Shape boundary entries
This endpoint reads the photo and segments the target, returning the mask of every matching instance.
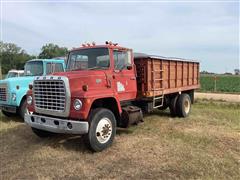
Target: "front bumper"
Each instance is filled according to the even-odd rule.
[[[16,106],[9,106],[5,104],[0,104],[0,109],[10,112],[10,113],[16,113],[17,112],[17,107]]]
[[[24,121],[36,129],[62,134],[86,134],[88,122],[25,114]]]

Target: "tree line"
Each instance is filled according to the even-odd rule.
[[[66,47],[59,47],[49,43],[43,45],[38,56],[28,54],[24,49],[14,43],[4,43],[0,41],[0,68],[2,74],[7,74],[10,69],[23,69],[26,61],[30,59],[51,59],[67,55]]]

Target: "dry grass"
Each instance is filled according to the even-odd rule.
[[[80,136],[40,139],[2,116],[1,179],[240,179],[239,104],[201,101],[186,119],[165,111],[144,120],[91,153]]]

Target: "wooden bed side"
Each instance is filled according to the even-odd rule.
[[[166,95],[200,87],[198,62],[148,57],[135,60],[135,64],[138,97],[151,97],[154,93],[155,96]]]

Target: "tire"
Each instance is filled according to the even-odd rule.
[[[178,101],[179,95],[176,95],[171,98],[170,104],[169,104],[169,109],[170,109],[170,114],[172,117],[176,117],[178,115],[177,113],[177,101]]]
[[[43,130],[36,129],[33,127],[32,127],[32,131],[34,134],[36,134],[38,137],[41,137],[41,138],[47,138],[47,137],[51,137],[51,136],[55,135],[55,133],[43,131]]]
[[[22,100],[19,110],[18,110],[18,114],[20,115],[20,117],[22,118],[22,120],[24,120],[24,115],[25,113],[28,113],[27,110],[27,100],[26,98]]]
[[[163,104],[163,106],[162,106],[162,107],[159,107],[158,110],[163,111],[163,110],[165,110],[165,109],[167,109],[167,108],[168,108],[168,105]]]
[[[105,130],[105,132],[103,132]],[[99,152],[109,147],[116,135],[116,119],[114,114],[105,108],[91,111],[89,131],[84,135],[85,144],[90,150]]]
[[[181,94],[177,101],[179,117],[187,117],[191,111],[191,98],[188,94]]]
[[[16,115],[15,113],[10,113],[10,112],[4,111],[4,110],[2,110],[2,114],[3,114],[4,116],[7,116],[7,117],[12,117],[12,116],[15,116],[15,115]]]

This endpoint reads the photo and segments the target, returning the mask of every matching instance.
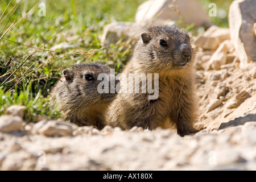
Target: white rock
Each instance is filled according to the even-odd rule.
[[[24,111],[26,109],[24,106],[14,105],[7,109],[7,114],[19,116],[21,118],[24,117]]]
[[[254,66],[251,69],[249,73],[254,78],[256,78],[256,66]]]
[[[231,40],[240,60],[241,68],[249,61],[256,61],[256,1],[234,1],[229,7],[229,25]]]
[[[207,28],[212,24],[200,4],[195,0],[149,0],[137,9],[135,22],[141,26],[166,24],[183,18],[183,24],[193,23]]]
[[[46,136],[69,136],[77,128],[73,123],[67,123],[61,120],[43,120],[35,124],[32,133],[39,133]]]
[[[220,83],[217,87],[217,98],[220,98],[220,96],[223,95],[226,90],[226,84]]]
[[[195,44],[205,49],[215,50],[223,41],[230,38],[229,28],[212,26],[197,37]]]
[[[74,136],[82,135],[92,135],[92,130],[94,129],[93,126],[84,126],[78,127],[73,133]]]
[[[226,64],[228,44],[229,43],[229,40],[226,40],[220,45],[209,60],[209,67],[218,70],[221,68],[221,65]]]
[[[23,121],[18,116],[3,115],[0,116],[0,131],[12,132],[21,129]]]
[[[222,102],[220,100],[219,100],[218,98],[214,99],[209,104],[208,109],[207,110],[207,113],[208,113],[208,112],[213,110],[215,108],[218,107],[221,104],[221,103],[222,103]]]
[[[247,98],[250,97],[250,94],[243,90],[236,96],[236,98],[232,100],[228,105],[227,108],[233,109],[238,107]]]
[[[101,38],[101,46],[106,46],[115,44],[121,38],[122,42],[129,39],[137,40],[143,32],[139,25],[134,22],[117,22],[104,26]]]

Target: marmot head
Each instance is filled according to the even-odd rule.
[[[170,68],[180,69],[187,67],[193,60],[189,36],[177,27],[153,27],[141,34],[141,39],[139,46],[144,47],[142,49],[148,54],[148,57],[154,64],[152,67],[159,71]]]
[[[64,69],[63,73],[64,78],[57,84],[53,92],[56,94],[57,102],[62,102],[60,104],[64,104],[67,109],[100,109],[109,104],[116,96],[115,92],[110,93],[110,67],[109,66],[96,63],[74,65]],[[105,76],[103,79],[108,79],[106,85],[108,85],[109,92],[105,92],[99,90],[102,88],[98,86],[103,80],[102,76],[98,80],[100,74]]]

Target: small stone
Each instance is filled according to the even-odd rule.
[[[101,134],[101,133],[100,133],[100,130],[97,129],[93,129],[92,131],[92,135],[100,135],[100,134]]]
[[[209,113],[215,108],[218,107],[222,103],[222,102],[218,98],[213,100],[209,105],[207,113]]]
[[[38,127],[39,125],[40,127]],[[37,127],[36,133],[48,136],[72,135],[74,130],[77,128],[76,125],[68,123],[61,120],[43,121],[42,123],[35,125],[34,127]]]
[[[239,152],[233,150],[225,149],[216,151],[216,164],[228,165],[236,163],[244,163],[246,160],[242,158]]]
[[[188,8],[188,7],[189,8]],[[135,22],[142,26],[163,25],[183,18],[180,23],[208,28],[212,23],[196,0],[149,0],[138,8]]]
[[[238,107],[247,98],[250,97],[250,94],[245,90],[242,91],[236,96],[236,99],[230,101],[227,108],[233,109]]]
[[[16,142],[14,142],[10,144],[8,151],[9,152],[14,152],[22,148],[22,147],[19,143],[17,143]]]
[[[217,98],[219,98],[220,96],[223,96],[226,90],[226,84],[220,83],[217,87]]]
[[[133,127],[133,128],[130,130],[130,131],[131,132],[139,132],[143,131],[143,129],[142,127],[138,127],[137,126]]]
[[[226,64],[233,65],[233,62],[236,59],[236,56],[233,53],[229,53],[226,55]]]
[[[202,35],[198,36],[195,44],[205,49],[215,50],[223,41],[229,39],[229,28],[212,26]]]
[[[224,64],[221,65],[220,68],[221,69],[230,69],[231,68],[234,68],[234,64],[230,63],[230,64]]]
[[[230,38],[243,68],[250,61],[256,61],[256,36],[253,26],[256,22],[255,0],[234,1],[229,6]]]
[[[256,66],[251,69],[249,73],[254,78],[256,78]]]
[[[101,133],[104,135],[111,135],[114,130],[110,126],[107,125],[104,127],[103,129],[100,131]]]
[[[20,130],[23,121],[18,116],[0,116],[0,131],[13,132]]]
[[[7,109],[7,114],[19,116],[20,118],[24,117],[24,111],[26,109],[24,106],[14,105]]]
[[[226,64],[228,45],[230,43],[230,40],[227,40],[220,45],[209,60],[209,67],[213,69],[218,70],[221,68],[221,65]]]
[[[92,135],[92,130],[94,129],[93,126],[84,126],[78,127],[73,132],[74,136],[82,135]]]
[[[221,78],[221,75],[218,72],[213,72],[210,76],[212,80],[219,80]]]

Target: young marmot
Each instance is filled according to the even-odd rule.
[[[129,86],[123,81],[127,80],[131,73],[158,73],[159,85],[155,88],[158,89],[158,98],[148,100],[152,94],[148,91],[118,93],[109,107],[108,124],[123,129],[134,126],[154,129],[171,127],[174,123],[181,136],[197,132],[193,127],[196,120],[194,57],[189,35],[175,27],[154,27],[142,33],[119,78],[121,85]],[[154,81],[146,79],[154,85]]]
[[[67,113],[65,119],[71,122],[102,129],[105,125],[107,108],[115,93],[100,93],[98,85],[102,80],[97,78],[100,73],[109,76],[110,67],[96,63],[82,64],[73,65],[63,73],[64,77],[51,93],[55,98],[55,104]]]

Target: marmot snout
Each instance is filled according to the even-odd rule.
[[[98,86],[102,80],[98,80],[98,76],[105,74],[109,77],[110,68],[100,64],[82,64],[73,65],[63,73],[64,77],[51,95],[60,110],[68,113],[65,119],[79,126],[93,125],[102,129],[106,109],[116,93],[99,93]]]

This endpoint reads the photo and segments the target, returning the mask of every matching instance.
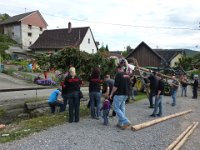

## THE PROBLEM
Copy the lines word for word, beginning with the line containing "Target: young marmot" and continuing through the end of the lines. Omit the pictures from your copy.

## THE RESULT
Target: young marmot
Each instance is filled according to the even-odd rule.
[[[129,86],[123,81],[127,80],[131,73],[158,73],[159,85],[155,88],[158,89],[158,98],[148,100],[152,94],[148,91],[118,93],[109,107],[108,124],[123,129],[134,126],[154,129],[171,127],[174,123],[181,136],[197,132],[193,127],[196,120],[194,57],[189,35],[175,27],[154,27],[142,33],[119,78],[121,85]],[[154,81],[146,79],[154,85]]]
[[[67,113],[65,119],[71,122],[102,129],[105,125],[107,108],[115,93],[100,93],[98,85],[102,80],[97,78],[100,73],[109,76],[110,67],[96,63],[82,64],[73,65],[63,73],[64,77],[51,93],[55,98],[55,104]]]

Target: marmot snout
Each instance is filled according to the even-odd rule.
[[[98,86],[102,80],[98,80],[98,76],[105,74],[109,77],[110,68],[100,64],[82,64],[73,65],[63,73],[64,77],[51,95],[60,110],[68,113],[65,119],[79,126],[93,125],[102,129],[106,109],[116,93],[99,93]]]

This endpoint reads the photo and segments the target, returning the mask of every matching instance.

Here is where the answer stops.